» **Directions for this task**
Exclude images and print all the records verbatim.

» **Given records**
------------------------
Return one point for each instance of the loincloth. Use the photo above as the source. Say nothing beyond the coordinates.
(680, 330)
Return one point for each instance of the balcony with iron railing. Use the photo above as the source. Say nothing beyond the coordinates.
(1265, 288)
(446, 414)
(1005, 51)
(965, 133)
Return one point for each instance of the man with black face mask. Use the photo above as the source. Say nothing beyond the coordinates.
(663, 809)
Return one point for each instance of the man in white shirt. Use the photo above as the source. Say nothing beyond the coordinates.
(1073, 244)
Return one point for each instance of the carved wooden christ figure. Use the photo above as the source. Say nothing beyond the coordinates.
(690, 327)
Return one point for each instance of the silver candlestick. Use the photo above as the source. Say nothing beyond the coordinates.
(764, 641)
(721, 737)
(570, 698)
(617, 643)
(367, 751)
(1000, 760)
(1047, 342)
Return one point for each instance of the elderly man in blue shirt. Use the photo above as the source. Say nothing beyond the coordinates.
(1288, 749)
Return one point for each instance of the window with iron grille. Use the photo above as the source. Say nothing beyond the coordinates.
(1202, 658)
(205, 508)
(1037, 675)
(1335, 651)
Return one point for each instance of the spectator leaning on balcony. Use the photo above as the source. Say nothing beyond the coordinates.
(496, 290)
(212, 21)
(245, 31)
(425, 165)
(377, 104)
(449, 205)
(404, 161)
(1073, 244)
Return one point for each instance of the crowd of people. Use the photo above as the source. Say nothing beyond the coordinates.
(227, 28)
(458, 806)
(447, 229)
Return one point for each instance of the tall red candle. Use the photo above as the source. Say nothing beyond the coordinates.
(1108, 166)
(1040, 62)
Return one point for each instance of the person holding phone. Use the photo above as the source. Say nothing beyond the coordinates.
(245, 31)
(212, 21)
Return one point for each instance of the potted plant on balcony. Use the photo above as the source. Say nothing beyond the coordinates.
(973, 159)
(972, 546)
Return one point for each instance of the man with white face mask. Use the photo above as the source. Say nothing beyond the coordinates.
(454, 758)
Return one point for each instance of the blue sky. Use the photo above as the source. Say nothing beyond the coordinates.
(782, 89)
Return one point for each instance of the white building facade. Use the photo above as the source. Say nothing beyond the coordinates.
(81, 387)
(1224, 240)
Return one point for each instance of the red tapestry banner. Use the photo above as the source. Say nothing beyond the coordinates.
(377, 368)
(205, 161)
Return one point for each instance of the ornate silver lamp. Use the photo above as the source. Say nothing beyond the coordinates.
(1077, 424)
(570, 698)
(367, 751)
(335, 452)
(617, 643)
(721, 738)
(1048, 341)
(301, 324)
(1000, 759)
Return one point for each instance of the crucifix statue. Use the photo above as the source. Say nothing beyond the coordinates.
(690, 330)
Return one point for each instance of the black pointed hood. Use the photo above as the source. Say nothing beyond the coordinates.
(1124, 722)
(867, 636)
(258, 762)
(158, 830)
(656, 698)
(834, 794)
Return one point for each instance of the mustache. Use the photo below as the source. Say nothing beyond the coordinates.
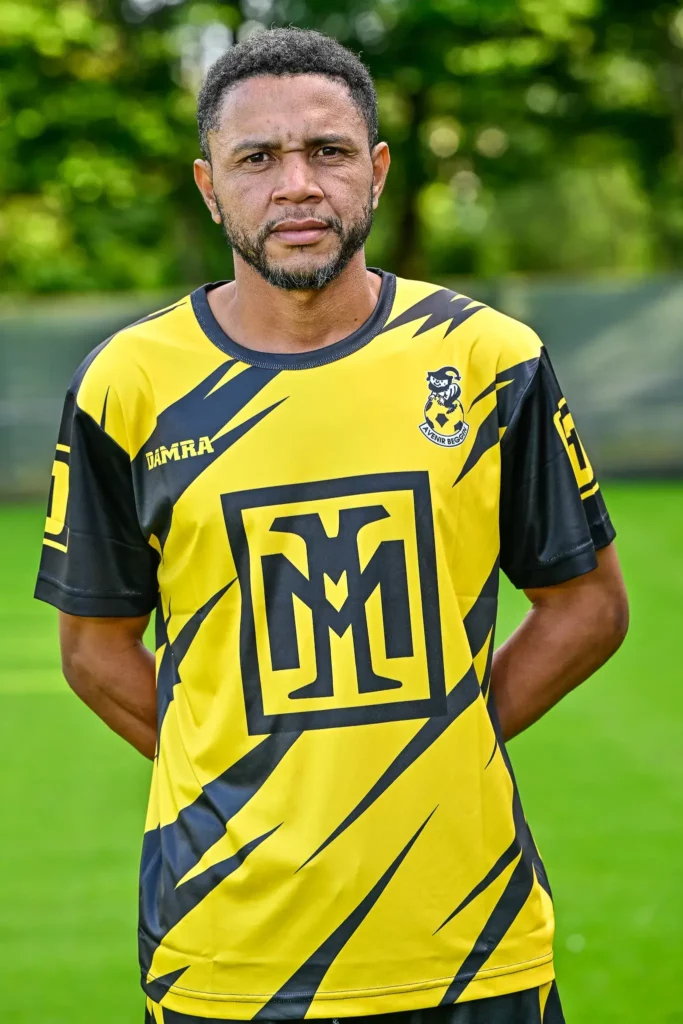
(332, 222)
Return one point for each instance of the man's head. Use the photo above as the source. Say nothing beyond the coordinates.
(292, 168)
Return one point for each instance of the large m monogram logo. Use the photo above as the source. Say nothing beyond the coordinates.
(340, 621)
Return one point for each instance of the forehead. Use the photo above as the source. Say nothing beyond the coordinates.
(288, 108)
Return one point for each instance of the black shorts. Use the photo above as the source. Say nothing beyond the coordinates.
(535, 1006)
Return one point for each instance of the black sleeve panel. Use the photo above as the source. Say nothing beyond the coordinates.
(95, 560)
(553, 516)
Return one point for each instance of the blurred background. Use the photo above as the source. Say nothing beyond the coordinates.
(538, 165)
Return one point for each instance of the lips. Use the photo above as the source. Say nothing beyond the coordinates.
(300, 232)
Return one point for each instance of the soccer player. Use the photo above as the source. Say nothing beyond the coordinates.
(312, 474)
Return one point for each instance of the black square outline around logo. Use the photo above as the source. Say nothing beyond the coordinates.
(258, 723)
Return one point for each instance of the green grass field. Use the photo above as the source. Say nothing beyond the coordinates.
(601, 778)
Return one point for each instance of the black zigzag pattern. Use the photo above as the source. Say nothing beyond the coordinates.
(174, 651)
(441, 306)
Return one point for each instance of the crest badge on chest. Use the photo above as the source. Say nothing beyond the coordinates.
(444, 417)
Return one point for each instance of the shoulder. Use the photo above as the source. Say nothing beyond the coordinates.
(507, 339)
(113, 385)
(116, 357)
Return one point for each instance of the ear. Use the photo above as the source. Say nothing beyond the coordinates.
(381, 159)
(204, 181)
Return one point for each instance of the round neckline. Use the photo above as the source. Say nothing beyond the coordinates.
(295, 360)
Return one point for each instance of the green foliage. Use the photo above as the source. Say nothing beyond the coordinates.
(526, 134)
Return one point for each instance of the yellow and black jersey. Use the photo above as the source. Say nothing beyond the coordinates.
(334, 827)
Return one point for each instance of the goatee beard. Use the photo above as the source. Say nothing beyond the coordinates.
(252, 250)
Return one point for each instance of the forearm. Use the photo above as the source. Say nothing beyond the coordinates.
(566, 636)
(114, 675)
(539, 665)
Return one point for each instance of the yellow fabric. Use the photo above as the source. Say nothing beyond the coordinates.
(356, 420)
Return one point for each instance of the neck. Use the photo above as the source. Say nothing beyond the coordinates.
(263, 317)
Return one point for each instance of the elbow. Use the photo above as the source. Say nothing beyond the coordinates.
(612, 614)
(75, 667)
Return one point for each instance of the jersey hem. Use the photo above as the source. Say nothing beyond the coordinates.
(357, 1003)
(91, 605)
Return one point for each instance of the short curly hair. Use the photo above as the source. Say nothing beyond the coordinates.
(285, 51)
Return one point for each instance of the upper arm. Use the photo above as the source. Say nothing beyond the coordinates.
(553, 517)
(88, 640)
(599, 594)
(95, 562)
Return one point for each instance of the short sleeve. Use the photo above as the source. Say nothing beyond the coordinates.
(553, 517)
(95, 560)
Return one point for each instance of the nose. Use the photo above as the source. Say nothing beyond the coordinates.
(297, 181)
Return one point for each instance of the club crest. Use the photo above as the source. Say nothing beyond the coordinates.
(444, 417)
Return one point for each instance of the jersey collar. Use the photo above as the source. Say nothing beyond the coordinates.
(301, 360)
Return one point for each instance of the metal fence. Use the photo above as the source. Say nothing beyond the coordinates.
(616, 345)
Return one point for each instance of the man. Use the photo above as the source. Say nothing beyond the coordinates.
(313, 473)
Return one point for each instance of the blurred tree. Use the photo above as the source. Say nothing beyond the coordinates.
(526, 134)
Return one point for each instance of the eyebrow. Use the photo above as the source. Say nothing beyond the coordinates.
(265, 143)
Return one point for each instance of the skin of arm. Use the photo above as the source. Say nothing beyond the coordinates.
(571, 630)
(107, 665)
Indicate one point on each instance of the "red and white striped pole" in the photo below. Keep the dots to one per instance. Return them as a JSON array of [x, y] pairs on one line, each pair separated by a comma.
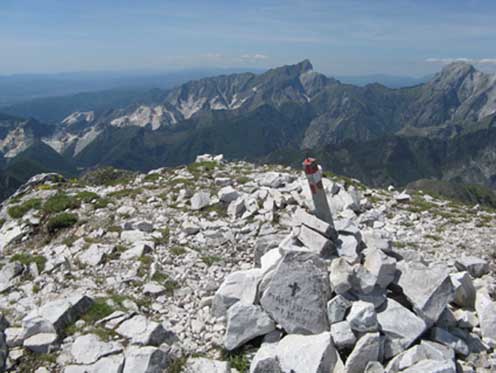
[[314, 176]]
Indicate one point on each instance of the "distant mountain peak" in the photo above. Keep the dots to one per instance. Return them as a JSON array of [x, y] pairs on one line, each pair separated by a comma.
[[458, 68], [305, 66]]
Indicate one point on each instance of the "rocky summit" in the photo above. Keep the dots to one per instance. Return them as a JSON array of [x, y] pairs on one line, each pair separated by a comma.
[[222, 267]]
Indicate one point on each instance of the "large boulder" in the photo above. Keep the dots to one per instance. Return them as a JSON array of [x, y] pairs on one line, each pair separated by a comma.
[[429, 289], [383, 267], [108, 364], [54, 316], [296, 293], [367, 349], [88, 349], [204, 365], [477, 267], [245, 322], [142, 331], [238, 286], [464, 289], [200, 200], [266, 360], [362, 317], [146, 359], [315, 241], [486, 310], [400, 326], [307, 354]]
------------------------
» **Solution**
Return one point for each instance of the loincloth. Use the photo above as the source. Say nothing beyond the coordinates.
(680, 330)
Return one point for each instance of the balcony with iron railing. Use the photo above as the source. Say nothing beyond the coordinates.
(1265, 288)
(446, 414)
(1005, 51)
(965, 133)
Return one point for each instance of the man with black face mask. Use the photo above as the source. Say nothing beyond the coordinates.
(663, 809)
Return one point for each instance of the man in white shirt. Use the photo above as the source. Say nothing beyond the coordinates.
(1073, 244)
Return one point for each instance of the carved wooden christ figure. Use the photo above as the source. Say nothing beyond the coordinates.
(690, 327)
Return one point for each instance of the silver candlestick. Use the photo above as the source. Say nothing beyond the coordinates.
(764, 641)
(721, 737)
(570, 698)
(617, 643)
(367, 751)
(1000, 760)
(1047, 342)
Return one point for each instance of the elderly man in blue shirt. Use the photo above as the source. Say nothing beyond the coordinates.
(1288, 749)
Return one point for each instance of the window with iron grille. Use the photo above as the source. Say nothing beyond the coordinates.
(1202, 658)
(205, 508)
(1037, 675)
(1335, 651)
Return one point for each instance of the spectator leaning on balcony. Use the photo above as the source. Say nothing beyond the coordinates.
(496, 290)
(212, 21)
(245, 31)
(425, 165)
(377, 104)
(449, 205)
(404, 161)
(1073, 244)
Return one point for each instance of the crowd of people. Use the photo above as the source. Say nothing beyond the coordinates.
(227, 28)
(458, 806)
(447, 229)
Return one point for each instance of the tall red candle. Use the photo above as the source. Say nothing beyond the coordinates.
(1108, 166)
(1040, 62)
Return one point for each instance of the person holding phone. Use the photo above as the source. Say nothing beyond the coordinates.
(245, 31)
(212, 21)
Return one point for each instance of the potted plant on balcony. Use the photo above as the source. Say nothing beyond the coordinates.
(973, 159)
(972, 546)
Return one point for each instance of the man with white face mask. Use the photo above as the source. Say nothing beyond the coordinates.
(454, 758)
Return one point for each instance of the blue sky. Use the photo above as the source. Say nothing beyond the coordinates.
(782, 89)
Return one point for each instance of the white building facade. Use the photo above as the source. Say nothing beyond the coordinates.
(81, 387)
(1224, 240)
Return one point for each instance of the red tapestry banner. Use the photo above as the source. Say nothing beyond the coordinates.
(377, 368)
(205, 161)
Return one point for each instance of the ornate silver lamp. Use the photo above as the source. Say nothing beyond the coordinates.
(1077, 424)
(570, 698)
(367, 751)
(335, 452)
(617, 643)
(721, 738)
(1048, 341)
(301, 324)
(1000, 759)
Return one point for each instance of the crucifix statue. Use the photo above as the source. Say nothing beyond the coordinates.
(690, 330)
Return one point for each instance of the black pointed hood. Use the photo above as the source. Say nothing beyond the coordinates.
(1124, 722)
(867, 636)
(258, 762)
(158, 830)
(656, 698)
(834, 794)
Return one point for each instance of the mustache. Use the photo below as the source. Say nothing beyond the coordinates.
(332, 222)
Return one point for each instance of the man's head. Use the photo above as the source. Say nothing beyond the coordinates.
(292, 168)
Return one point for each instance of the large m monogram logo. Use the photo above as the source. Say nothing beyond the coordinates.
(340, 621)
Return one point for each instance of the forehead. Use the photo above as the source. Say nothing beyond the coordinates.
(288, 108)
Return one point for each instance of the black shorts. Use the photo above as the source. Say nothing beyond the coordinates.
(535, 1006)
Return one point for each instance of the black sleeve panel. Use the photo above as the source. Say nothing beyond the coordinates.
(95, 560)
(553, 516)
Return one point for each instance of the blurred background. Use the photo above as the source. Say nothing beyond the coordinates.
(538, 165)
Return one point for each instance of the lips. Use the photo above as the source. Say nothing beyond the coordinates.
(300, 232)
Return one point for each instance of the soccer player. Use the photo above as the source. Say nothing beyond the coordinates.
(312, 474)
Return one point for each instance of the black square outline around logo. Use the photo above as the source. Say nothing beyond the coordinates.
(258, 723)
Return one point for each instance of the green grass field. Use the photo above as the source. Say nothing beyond the coordinates.
(601, 778)
Return one point for each instance of the black zigzag pattern. Use the photo above as the source. Say nothing beyond the coordinates.
(174, 651)
(441, 306)
Return one point for each instance of the crest badge on chest. Use the photo above as the source. Say nothing beyond the coordinates.
(444, 417)
Return one point for each instance of the shoulder. Use the photo above as the source. Say nothing beyond the coordinates.
(507, 339)
(113, 385)
(116, 357)
Return one point for each instance of the ear. Use the photo above as the source. Say nothing beyond the coordinates.
(381, 159)
(204, 181)
Return one point for each instance of the round neckline. Use the photo above as the source. Say nothing beyond the coordinates.
(295, 360)
Return one point for each instance of the green foliage. Use the photo above as the source. Say nothing beyond the coordinates.
(526, 134)
Return one point for each instance of the yellow and black jersey. Use the photo above as the source. Say nothing beyond the coordinates.
(334, 827)
Return one point for each instance of the goatee beard. Use the photo above as the source. Say nothing beyond the coordinates.
(252, 250)
Return one point for each instance of the forearm. Use the photo above as the source. Say nothing beyond the coordinates.
(566, 636)
(114, 675)
(539, 665)
Return one point for each instance of the yellow fabric. Use the photo above as the source. Say nothing beyond the coordinates.
(356, 420)
Return one point for each instance of the neck. Use the photo above as the source. Say nothing beyond the coordinates.
(263, 317)
Return one point for each instance of the elbow. Use the photo above as the source. Say nothing beyond the coordinates.
(612, 614)
(75, 667)
Return one point for each instance of the jersey hem. Use the photo above as the source. Say nothing beyond the coordinates.
(357, 1003)
(91, 605)
Return one point for each instance of the short curly hair. Use the photo above as the source. Say nothing beyond the coordinates.
(285, 51)
Return one point for each instance of the upper arm. Use the photo above as the source. Say nothing beyond the coordinates.
(553, 517)
(88, 640)
(599, 594)
(95, 562)
Return one point for each instance of the short sleeve. Use the photo above as the source. Say nothing beyond the coordinates.
(553, 517)
(95, 560)
Return one point for each instance of the nose. Use the photo above as the source. Say nothing beyond the coordinates.
(297, 181)
Return one point for each instance of the club crest. Use the photo above as the source. Say nothing beyond the coordinates.
(444, 417)
Return one point for each instance of the jersey collar. Use the photo above as the source. Say nothing beyond the coordinates.
(301, 360)
Return one point for each instance of the metal fence. Use the photo above as the source. Say nothing beyond the coordinates.
(616, 345)
Return one point for each instance of the man. Use the photo above as the source. Say nothing beyond the coordinates.
(313, 473)
Return one point for each instance of the blurred tree. Use the photo above as the source. Say nothing beyond the coordinates.
(526, 134)
Return one point for each instance of the eyebrow. Use the photo above as the source. Say nothing beyond the coordinates.
(265, 143)
Return one point for each instance of the skin of arm. Use the photo above as the source. Say nothing beyond the coordinates.
(571, 630)
(107, 665)
Indicate one point on each instance of the "red and white striped pole" in the photo below. Keep the dots to one per instance. Return them as a JSON array of [x, y] pairs on one line, each pair separated by a comma.
[[314, 176]]
Indicate one point on each instance of the "distant mountain peak" in the photo above. Keep the dots to one per instance. Return them as a JSON array of [x, y] pairs on one line, each pair separated by a comma.
[[458, 68], [305, 66]]
Indicate one point on each instance of the "rocky summit" in the photo above. Keep the dots to one per instance. Return them as a JSON array of [x, y] pairs on one line, each pair separated by a comma.
[[222, 267]]
Indicate one point on each instance of the "large boulder" in the photo above. Keep the dots to one per instance. Return them as a JSON array of [x, y] pairs on one line, each pair separated by a comma.
[[429, 289], [383, 267], [108, 364], [54, 316], [296, 293], [367, 349], [88, 349], [204, 365], [477, 267], [245, 322], [142, 331], [238, 286], [464, 289], [200, 200], [266, 360], [362, 317], [146, 359], [315, 241], [486, 310], [400, 326], [307, 354]]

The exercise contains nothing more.